JOB - Transcribe the records below exactly as they appear, omitting any pictures.

┏━━

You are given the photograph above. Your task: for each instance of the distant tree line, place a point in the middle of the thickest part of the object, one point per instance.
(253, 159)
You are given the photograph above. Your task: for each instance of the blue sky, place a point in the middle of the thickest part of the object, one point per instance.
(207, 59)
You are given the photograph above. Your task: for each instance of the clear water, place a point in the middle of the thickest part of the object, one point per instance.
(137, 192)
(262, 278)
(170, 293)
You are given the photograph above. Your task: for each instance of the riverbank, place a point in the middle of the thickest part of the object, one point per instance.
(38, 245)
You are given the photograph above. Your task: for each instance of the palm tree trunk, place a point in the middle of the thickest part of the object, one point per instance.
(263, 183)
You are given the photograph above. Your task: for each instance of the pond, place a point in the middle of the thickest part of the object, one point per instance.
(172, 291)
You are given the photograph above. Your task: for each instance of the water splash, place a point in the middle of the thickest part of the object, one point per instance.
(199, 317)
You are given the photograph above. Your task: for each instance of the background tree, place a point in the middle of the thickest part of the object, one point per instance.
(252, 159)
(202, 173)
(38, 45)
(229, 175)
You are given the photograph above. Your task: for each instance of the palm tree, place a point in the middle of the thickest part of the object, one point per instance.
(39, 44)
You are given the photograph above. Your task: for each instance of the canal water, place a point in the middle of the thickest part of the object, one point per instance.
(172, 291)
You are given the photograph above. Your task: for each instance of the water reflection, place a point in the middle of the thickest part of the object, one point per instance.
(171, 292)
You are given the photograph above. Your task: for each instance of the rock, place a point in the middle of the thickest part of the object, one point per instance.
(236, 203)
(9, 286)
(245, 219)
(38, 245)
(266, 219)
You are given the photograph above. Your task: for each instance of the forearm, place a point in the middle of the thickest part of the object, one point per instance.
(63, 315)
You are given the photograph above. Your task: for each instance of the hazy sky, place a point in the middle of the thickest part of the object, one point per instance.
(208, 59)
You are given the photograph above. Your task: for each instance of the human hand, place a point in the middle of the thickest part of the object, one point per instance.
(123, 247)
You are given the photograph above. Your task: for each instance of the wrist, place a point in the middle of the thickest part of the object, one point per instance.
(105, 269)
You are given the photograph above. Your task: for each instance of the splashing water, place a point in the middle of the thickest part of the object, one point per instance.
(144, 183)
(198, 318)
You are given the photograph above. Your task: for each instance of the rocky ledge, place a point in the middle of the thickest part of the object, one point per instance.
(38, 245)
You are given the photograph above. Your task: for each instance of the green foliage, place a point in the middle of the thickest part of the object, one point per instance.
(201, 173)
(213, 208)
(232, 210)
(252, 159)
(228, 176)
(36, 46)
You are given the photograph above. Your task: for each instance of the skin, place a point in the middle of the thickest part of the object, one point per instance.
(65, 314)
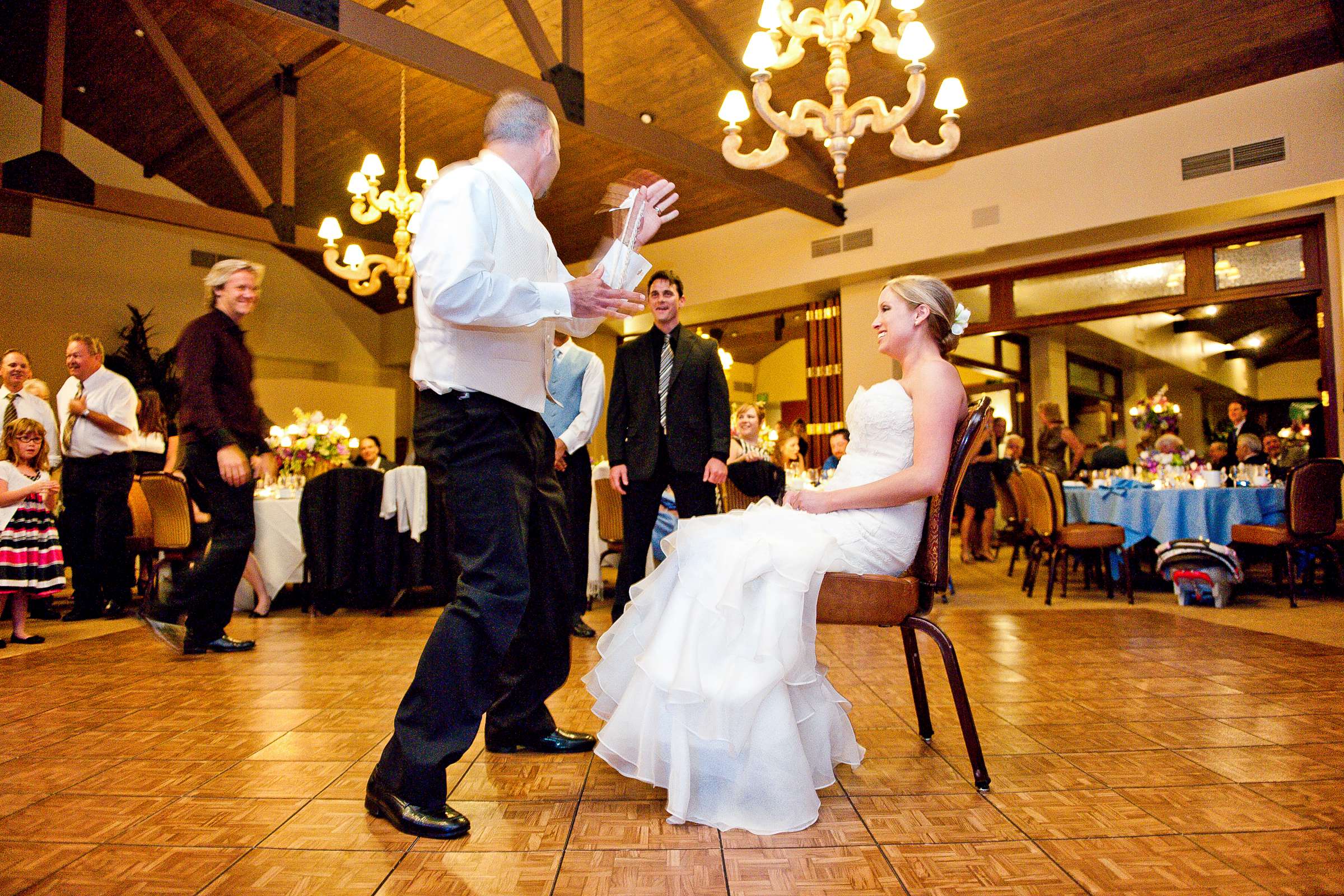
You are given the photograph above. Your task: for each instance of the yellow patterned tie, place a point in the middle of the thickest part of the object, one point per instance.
(68, 435)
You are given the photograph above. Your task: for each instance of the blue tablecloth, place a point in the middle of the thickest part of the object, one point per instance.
(1175, 514)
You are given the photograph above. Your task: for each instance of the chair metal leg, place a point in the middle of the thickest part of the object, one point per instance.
(959, 696)
(917, 689)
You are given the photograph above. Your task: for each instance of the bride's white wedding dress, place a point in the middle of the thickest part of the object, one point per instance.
(710, 683)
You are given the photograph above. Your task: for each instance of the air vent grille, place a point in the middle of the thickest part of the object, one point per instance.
(1206, 164)
(1260, 153)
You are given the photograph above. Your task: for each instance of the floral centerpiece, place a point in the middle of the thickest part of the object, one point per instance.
(312, 444)
(1156, 414)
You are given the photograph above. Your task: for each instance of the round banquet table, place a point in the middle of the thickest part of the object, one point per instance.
(1164, 515)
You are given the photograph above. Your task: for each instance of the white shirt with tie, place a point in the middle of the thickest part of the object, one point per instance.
(489, 288)
(34, 409)
(109, 394)
(580, 433)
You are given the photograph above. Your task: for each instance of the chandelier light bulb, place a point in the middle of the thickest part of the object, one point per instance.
(769, 16)
(373, 166)
(761, 53)
(951, 96)
(428, 171)
(330, 230)
(916, 42)
(734, 108)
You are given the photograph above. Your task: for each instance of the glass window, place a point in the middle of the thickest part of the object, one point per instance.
(976, 298)
(1110, 285)
(1260, 262)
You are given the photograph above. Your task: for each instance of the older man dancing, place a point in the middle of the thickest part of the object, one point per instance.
(489, 293)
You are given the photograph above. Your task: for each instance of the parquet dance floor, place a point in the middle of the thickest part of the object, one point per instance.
(1132, 753)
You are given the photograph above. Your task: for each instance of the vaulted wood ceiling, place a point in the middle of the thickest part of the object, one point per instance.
(1033, 69)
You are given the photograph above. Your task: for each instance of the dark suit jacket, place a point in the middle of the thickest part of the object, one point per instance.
(698, 405)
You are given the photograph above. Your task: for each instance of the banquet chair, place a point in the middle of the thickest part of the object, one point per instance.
(902, 601)
(1312, 504)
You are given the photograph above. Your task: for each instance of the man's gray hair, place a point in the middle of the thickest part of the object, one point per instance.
(516, 117)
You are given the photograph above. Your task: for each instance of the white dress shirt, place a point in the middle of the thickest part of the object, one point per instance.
(489, 288)
(580, 433)
(34, 409)
(109, 394)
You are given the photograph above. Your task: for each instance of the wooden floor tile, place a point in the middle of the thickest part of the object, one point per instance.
(139, 871)
(1136, 769)
(1077, 813)
(898, 777)
(558, 778)
(212, 821)
(1147, 866)
(25, 864)
(838, 825)
(1261, 765)
(673, 872)
(474, 875)
(508, 828)
(861, 871)
(986, 870)
(1295, 863)
(261, 778)
(1214, 809)
(295, 872)
(636, 825)
(80, 820)
(933, 819)
(338, 824)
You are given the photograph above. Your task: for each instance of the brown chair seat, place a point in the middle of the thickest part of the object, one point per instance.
(1092, 535)
(1271, 536)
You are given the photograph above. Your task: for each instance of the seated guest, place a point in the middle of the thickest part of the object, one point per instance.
(371, 454)
(1249, 449)
(839, 442)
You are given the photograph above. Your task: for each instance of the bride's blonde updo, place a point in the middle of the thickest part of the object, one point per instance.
(937, 296)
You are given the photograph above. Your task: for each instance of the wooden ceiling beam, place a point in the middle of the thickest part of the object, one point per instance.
(200, 104)
(417, 49)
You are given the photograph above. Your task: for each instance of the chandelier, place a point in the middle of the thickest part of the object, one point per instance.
(837, 29)
(367, 204)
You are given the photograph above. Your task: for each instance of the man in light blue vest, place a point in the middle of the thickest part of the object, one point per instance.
(578, 389)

┗━━

ANSWER IN FULL -
You are given the photograph above. Your task: for each instance of the distant tree line, place a point in the middle of the thickest part of the object, one point per instance.
(253, 159)
You are given the photograph above. Your task: for each instance of the blue sky, place a point in the middle of the thickest part of the object, one point per instance.
(207, 59)
You are given the photograph above. Your task: for each instance of the clear water, place a point in the middle of the thickest part of the object, one point per instance.
(137, 192)
(262, 278)
(170, 293)
You are given the photograph above. Your task: for each instance of the riverbank, place a point in the middle of the thickest part of the object, one point per instance.
(38, 245)
You are given the photograph above. Your task: for each instance of the palm tree trunk, place a point in the middle of the thickest part of the object, one point per instance.
(263, 183)
You are given the photograph above. Your task: for each instance of the pond, place a point in the middle of the thickest part of the object, one point per instance.
(172, 291)
You are given the photograph above. Your task: for each instance of the water splash, place a point in the middle of the thickest part of the object, one point per instance.
(199, 317)
You are given the photograph above. Your task: for each instance of the background tree, place a point in the middle of the thickest part of the object, one point per instance.
(252, 159)
(202, 173)
(38, 45)
(229, 175)
You are given the photograph above. Your task: for each instance of the palm tree, place a point in the middle of the thickest part of the object, one point per instance.
(39, 44)
You are given the photograph above. Your task: for each instance of the canal water, place a point in the middle of the thickest part of the object, one point per instance.
(172, 291)
You are given the photograph above. Your task: for each instance of the water reflection, place a point in the middle of the thickest part of the object, one point per instance.
(171, 292)
You are given the photograph above. Your task: for each instance of the rock, place a point in the middle of the thickest part of the object, one point per instance.
(236, 203)
(9, 286)
(245, 219)
(38, 245)
(266, 219)
You are given the photograph above. Your task: for each instance of the forearm, place a point in the middle of the thickest part of the object, one point per instance.
(63, 315)
You are given the photograph above. Your task: for each instance of the hazy sky, place a point in the middle of the thickest part of the object, one point per instance.
(208, 59)
You are given the photograph above. Your task: for each instance of the human hand, place a point in the middle of the thickest part of the object, one point per instance.
(123, 247)
You are given the photograph above. Your task: for each instance of the wrist, place a point in the middle of the thickest part of the object, one point per instance.
(105, 269)
You are given the photograph above. Your task: for each instance of the splashing water, place a point in the middle of the thickest part of the object, one point per instance.
(144, 183)
(198, 318)
You are given the photograph above. Your task: for each instance of the rocky ledge, place a point in the middle of the thickest part of the object, one point per instance.
(38, 245)
You are given the photograph above. Your task: for each instance of the green foliage, place a point in the middle of the thickest part of the object, one point per instance.
(201, 173)
(213, 208)
(232, 210)
(252, 159)
(228, 176)
(36, 46)
You are given the photograph above. Your task: for each instance of the skin, place a point in the middle of the thickest part of the object, one point per instance.
(65, 314)
You are given the photograph above. Your task: for each instance of the yellow patterned tie, place a point in the middle of the thickest part of the object, one point per instance.
(68, 435)
You are given the photograph above. Your task: for each instance of the blue tablecloth, place a point in the middle of the thickest part of the object, one point per instance.
(1175, 514)
You are given the photograph above. Your task: for each instance of the chair metal leg, place a point in the middle of the thickest part of the object, one point per instance.
(959, 696)
(917, 689)
You are given the photograph above. Your task: for each instance of the bride's white wedding dress, place a point in the middle of the thickest part of the object, one point per instance.
(710, 683)
You are given the photograph above. Your task: for each instance of the air vent grille, place a point in the middle of the thickest part of the object, one point per instance.
(1206, 164)
(1260, 153)
You are given the photograph above. Your task: for each instance of the floral centerpiece, place a point in the middle of the thickest part of the object, one point per instance.
(312, 444)
(1156, 414)
You are given the photograph above. Your task: for each instance of the round banquet table, place a point in the middle of the thickest part of the object, one point per instance.
(1164, 515)
You are given the photograph above. Your task: for each instance of the white shirt with tie, place a point in the middle of the thickest part of the object, one point per instance.
(489, 288)
(34, 409)
(109, 394)
(580, 433)
You are given the photograph above. Your task: for each instance of the chandelier light bulb, place a point in the middle of the thickest part of the object, one point per instance.
(769, 16)
(373, 166)
(761, 53)
(951, 96)
(428, 171)
(330, 230)
(916, 42)
(734, 108)
You are given the photograph above. Your task: for each instance of the glass window, place a point in the middle of the thickest part of the object, one point per instance.
(976, 298)
(1110, 285)
(1260, 262)
You are given the photograph above. Your task: for each instance of the older man dancing, place a point in the middle of the thickest part of the object, one point per instance.
(489, 293)
You are given the photograph above. Your task: for each instance of the parquet dance floor, place a point in the middle of the thickest part of the object, one point per instance.
(1132, 753)
You are given the photograph above. Your task: for each instance of the vaulted wood ceiling, place a point in the middle of the thickest part of the object, one point per instance.
(1033, 69)
You are given the photograph above. Your task: for each instance of the dark suit jacket, place a point in the middle of the thickest part of the object, one point per instance.
(698, 405)
You are given the photograph above. Your task: for each instance of the banquet chair, place a point in the middle of the thickest part of the object, one point per instance.
(902, 601)
(1312, 504)
You are given the photograph above. Your task: for each instance of the man's gray hair, place a point in the middle of the thickest part of the object, one point per instance.
(516, 117)
You are given the photograph above. Your task: for each instance of the white dress shirt, place a point in the middle of the thickest part of the object, one point per instance.
(489, 288)
(580, 433)
(34, 409)
(109, 394)
You are given the photograph above. Your task: for each instance of the wooden floor tile, place a point in the middle of the thickest part of the object, one point per instance.
(139, 871)
(1136, 769)
(1077, 813)
(898, 777)
(558, 778)
(212, 821)
(1147, 866)
(25, 864)
(838, 825)
(1261, 765)
(673, 872)
(474, 875)
(508, 828)
(861, 871)
(986, 870)
(1295, 863)
(261, 778)
(1214, 809)
(295, 872)
(636, 825)
(80, 820)
(933, 819)
(338, 824)
You are given the photograph above. Your task: for each instance of the brown chair seat, place a point in the middle of the thickest part of the object, one point per instance.
(1092, 535)
(1271, 536)
You are given the photograph above. Your task: for each instance of the seated guest, place a point in the middle of the thickest part of the object, one point per instance.
(371, 454)
(1249, 449)
(839, 442)
You are given the photograph above. Your task: for each instance of the bride's blonde updo, place a point in the middle of the thickest part of the object, one point per instance.
(937, 296)
You are given the photograph above. Your task: for each instance of the wooden ceiling beam, place a point in the middle of the thickest part of the object, one point per instance.
(200, 104)
(417, 49)
You are given the photograph above. Your task: for each instance of the chandelier, place a point in the middle of the thickest part of the object, one point per instance.
(837, 29)
(367, 204)
You are given the photograph above. Your task: for each instance of the man in light blue vest, place a point in the middle of the thickest part of the object, one point per instance.
(578, 389)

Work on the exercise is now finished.